Provide the records once more, identical to the original.

┌─ Given data

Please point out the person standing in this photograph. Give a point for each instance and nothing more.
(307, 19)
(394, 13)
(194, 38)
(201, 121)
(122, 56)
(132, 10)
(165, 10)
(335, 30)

└─

- [The completed task]
Please point out the person standing in this photograph. Give a point for each instance and nothing more.
(307, 19)
(394, 13)
(194, 38)
(201, 121)
(122, 56)
(132, 10)
(165, 10)
(335, 30)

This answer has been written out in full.